== Documento de origem

Díli,
17 fev (Lusa) - Uma ex-ministra timorense condenada em dezembro a sete anos de
prisão por participação económica em negócio pediu o afastamento do presidente
do Tribunal de Recurso do processo por este ter feito declarações do caso ainda
em fase de recurso.
O
pedido de suspeição contra Guilhermino da Silva, a que a Lusa teve acesso, foi
apresentado esta semana na sequência de declarações que o presidente da única
instância superior em Timor-Leste fez a um jornal timorense no passado dia 08
de fevereiro.
Nesse
texto a defesa nota que apesar de estarem ainda a decorrer recursos, o juiz
"não se coibiu de insinuar que a arguida é corrupta e que ele próprio
concorda com a decisão condenatória do Tribunal de primeira instância e,
concretamente, com a pesada pena que lhe foi aplicada.
Questiona
ainda o facto de o juiz ter tomado posição pública, "afirmando que não
existe fundamento para o pedido", sobre o recurso da decisão de
indeferimento do pedido de delegação do procedimento penal nas autoridades
portuguesas, que ainda está por apreciar.
Declarações,
refere a defesa, que indiciam que o juiz "violou diversos deveres a que
está vinculado, princípios básicos do Estado de direito democrático e um
conjunto vasto de direitos fundamentais da arguida e recorrente Emília
Pires", refere.
A
defesa considera que o juiz "violou de forma flagrante o princípio da
presunção de inocência" e que as suas declarações são "uma gravíssima
violação dos deveres (...) de exercer a sua função com honestidade, isenção,
imparcialidade e dignidade (...), de tratar com urbanidade e respeito os
intervenientes do processo e (...) de abster-se de manifestar, por qualquer
meio, opinião sobre processo pendente de julgamento ou decisão ou emitir juízo
sobre despachos, pareceres, votos ou sentenças de órgãos judiciais".
A
defesa pede que Guilhermino da Silva "seja impedido de integrar o coletivo
que apreciará os recursos" mas considera que o seu afastamento "não
será suficiente para assegurar um julgamento independente e imparcial
porquanto, os seus pré-juízos e convicções públicas, inevitavelmente,
influenciaram e influenciarão os restantes membros do Tribunal".
Daí
que a defesa "irá requerer ao Conselho Superior da Magistratura e demais
entidades com competências no setor da Justiça que tomem medidas adequadas a
garantir um julgamento justo e imparcial".

====
== Registos fornecidos

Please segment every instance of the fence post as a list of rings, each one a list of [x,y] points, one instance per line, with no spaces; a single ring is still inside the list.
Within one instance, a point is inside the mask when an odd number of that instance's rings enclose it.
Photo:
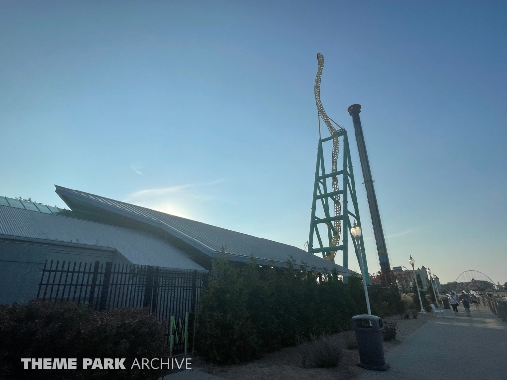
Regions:
[[[185,331],[184,333],[185,336],[185,354],[187,355],[187,348],[189,343],[189,312],[185,313]]]
[[[98,275],[99,262],[95,261],[93,266],[93,274],[92,275],[92,283],[90,286],[90,295],[88,296],[88,305],[90,308],[93,307],[93,301],[95,297],[95,285],[97,283],[97,277]]]
[[[197,270],[194,269],[194,273],[192,274],[192,296],[191,296],[190,301],[192,303],[190,305],[190,311],[192,313],[195,311],[195,302],[196,302],[196,291],[197,291]]]
[[[109,298],[109,285],[111,280],[111,271],[113,270],[113,262],[107,261],[105,263],[105,270],[104,272],[104,282],[102,285],[102,293],[100,294],[100,303],[99,304],[99,310],[105,310],[107,306],[107,300]]]
[[[153,293],[153,302],[152,302],[152,313],[157,312],[157,307],[158,306],[158,290],[159,290],[159,276],[160,276],[160,267],[157,267],[155,268],[155,274],[153,276],[153,288],[152,292]]]
[[[153,267],[148,265],[146,269],[146,283],[144,285],[144,297],[142,300],[142,307],[149,308],[152,300],[152,291],[153,290]]]
[[[51,264],[53,264],[53,260],[51,260]],[[44,273],[46,272],[46,265],[48,264],[48,260],[46,260],[46,262],[44,263],[44,266],[42,268],[42,270],[41,271],[41,282],[39,283],[39,290],[37,291],[37,298],[39,298],[39,295],[41,294],[41,288],[42,287],[42,280],[44,279]],[[47,287],[47,286],[46,286]],[[44,295],[46,295],[46,292],[44,292]]]

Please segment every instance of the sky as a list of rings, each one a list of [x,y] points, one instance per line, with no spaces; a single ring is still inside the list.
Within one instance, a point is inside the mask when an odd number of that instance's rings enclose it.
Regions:
[[[505,2],[0,0],[0,195],[64,207],[57,184],[302,249],[320,52],[370,271],[354,103],[391,266],[507,281]]]

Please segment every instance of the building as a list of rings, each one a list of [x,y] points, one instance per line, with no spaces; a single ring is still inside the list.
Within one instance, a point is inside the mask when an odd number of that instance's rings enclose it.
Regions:
[[[240,266],[354,272],[295,247],[55,185],[70,210],[0,197],[0,303],[37,296],[46,260],[111,262],[206,272]]]

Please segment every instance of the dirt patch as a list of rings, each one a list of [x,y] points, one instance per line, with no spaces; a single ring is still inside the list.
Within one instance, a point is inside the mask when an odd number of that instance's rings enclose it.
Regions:
[[[399,345],[412,332],[433,318],[433,315],[419,314],[418,317],[417,319],[400,319],[399,316],[384,319],[386,322],[395,322],[398,328],[396,340],[384,342],[385,352]],[[268,354],[259,360],[234,365],[211,364],[194,357],[192,366],[230,380],[320,380],[322,378],[344,380],[356,378],[366,370],[357,366],[359,361],[357,350],[348,349],[354,346],[355,333],[353,331],[343,331],[328,337],[325,340],[342,349],[340,363],[336,367],[308,368],[307,363],[306,368],[303,366],[305,364],[304,359],[308,356],[309,350],[311,349],[311,344],[283,349]]]

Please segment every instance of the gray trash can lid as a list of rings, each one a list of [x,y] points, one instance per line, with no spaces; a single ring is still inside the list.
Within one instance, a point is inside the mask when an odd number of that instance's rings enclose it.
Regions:
[[[352,322],[356,328],[371,328],[372,327],[381,328],[383,327],[382,318],[376,315],[370,315],[369,314],[354,315],[352,317]]]
[[[359,315],[354,315],[352,317],[352,320],[354,319],[368,319],[370,321],[378,321],[379,319],[382,319],[380,317],[377,317],[376,315],[370,315],[370,314],[359,314]]]

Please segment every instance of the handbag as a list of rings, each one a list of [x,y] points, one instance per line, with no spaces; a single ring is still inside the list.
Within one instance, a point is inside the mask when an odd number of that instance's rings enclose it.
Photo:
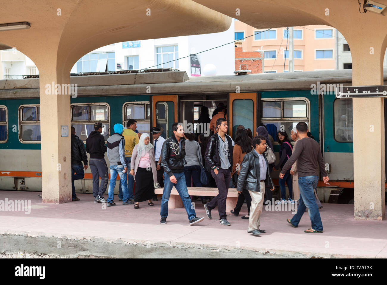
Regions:
[[[269,147],[267,146],[267,149],[266,151],[266,159],[267,159],[267,163],[269,164],[274,163],[276,162],[276,156],[274,155],[273,151]]]

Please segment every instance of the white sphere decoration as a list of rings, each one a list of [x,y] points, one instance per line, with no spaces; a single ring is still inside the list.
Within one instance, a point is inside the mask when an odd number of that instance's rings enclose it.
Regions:
[[[203,68],[203,75],[206,76],[215,76],[217,73],[217,69],[215,65],[209,63]]]

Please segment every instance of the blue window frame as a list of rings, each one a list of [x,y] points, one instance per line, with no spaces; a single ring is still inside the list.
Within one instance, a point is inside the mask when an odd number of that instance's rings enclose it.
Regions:
[[[316,38],[332,37],[332,30],[316,30]]]
[[[265,51],[264,52],[264,57],[265,59],[275,59],[276,58],[276,51]]]
[[[333,58],[332,50],[324,50],[316,51],[316,59],[332,59]]]
[[[244,37],[244,32],[234,32],[234,39],[235,40],[241,40]]]
[[[254,40],[275,40],[276,37],[276,30],[272,31],[256,31],[254,32]]]

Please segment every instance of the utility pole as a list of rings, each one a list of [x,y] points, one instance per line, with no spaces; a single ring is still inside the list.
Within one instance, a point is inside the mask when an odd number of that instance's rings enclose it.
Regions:
[[[293,41],[293,27],[289,28],[289,72],[293,72],[294,71],[294,60],[293,55],[294,54],[294,45]]]

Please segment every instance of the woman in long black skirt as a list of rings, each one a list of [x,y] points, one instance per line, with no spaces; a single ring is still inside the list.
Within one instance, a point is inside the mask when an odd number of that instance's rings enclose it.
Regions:
[[[149,135],[144,133],[135,146],[130,161],[130,174],[136,182],[134,187],[134,208],[140,207],[139,203],[148,200],[148,205],[154,205],[154,183],[157,181],[153,146],[149,142]]]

====

### Enunciado da tarefa
Escreva a continuação da notícia sobre o pedido de suspeição contra o presidente do Tribunal de Recurso, começando após a última frase apresentada. Os registos constituem material à parte, sem ligação à notícia.

### Resposta final
No
artigo do jornal Timor Post, Guilhermino da Silva faz vários comentários sobre
o caso referindo-se a questões como a ausência de Emília Pires de Timor-Leste,
o debate sobre a sua dupla nacional (timorense e portuguesa) e a decisão do
Tribunal Distrital de Díli, que condenou Emília Pires a sete anos de prisão e a
ex-vice-ministra da Saúde, Madalena Hanjam, a quatro anos de prisão.
"As
pessoas ameaçam, mas isso é normal, antes as pessoas eram contra o tribunal
porque defendia pessoas corruptas dentro do governo, mas a realidade demonstra
que sempre são condenadas na mesma, por isso é que no dia 20 de dezembro o
Tribunal de Díli já deu a sua decisão que Emília Pires tem de ser castigada por
sete anos e a Madalena Hanjam será castigada por quatro anos, isto já está
certo" disse Guilhermino, citado no jornal.
O
jornal cita ainda uma declaração do juiz que considera que o pedido de
transferência de Emília Pires do processo para Portugal (na fase de recurso)
"não tem base porque entre estes dois Estados não existe nenhum acordo que
fale sobre esse assunto".
"Por
isso o Presidente do Tribunal de Recurso acredita que, quer queira ou não, é
melhor a arguida vir cá responder porque não existe outro caminho",
conclui o artigo.
A
defesa de Emília Pires sustenta que o juiz "fez várias considerações que
revelam a sua posição relativamente a um conjunto de questões da máxima
relevância, que foram submetidas à apreciação do tribunal a que preside, mas
que ainda não foram julgadas".
As
considerações "denotam que o Meritíssimo Juiz Presidente do Tribunal de
Recurso antipatiza com a posição da arguida e recorrente Emília Pires e que não
tem qualquer pudor em anunciá-lo publicamente".
No
texto remetido ao tribunal a equipa de advogados de Emília Pires, do escritório
português Quatrecasas, considera particularmente grave o facto de o juiz fazer
declarações sobre o processo quando "ainda não tomou conhecimento dos
vários recursos e das respostas aos recursos interpostos pelos vários intervenientes
processuais.
Recorde-se
que o seu processo - em que também foi condenada a ex-vice-ministra da Saúde,
Madalena Hanjam - está pendente de três recursos, dois da defesa (que pedem a
absolvição) e um do Ministério Público que pede um agravamento de penas.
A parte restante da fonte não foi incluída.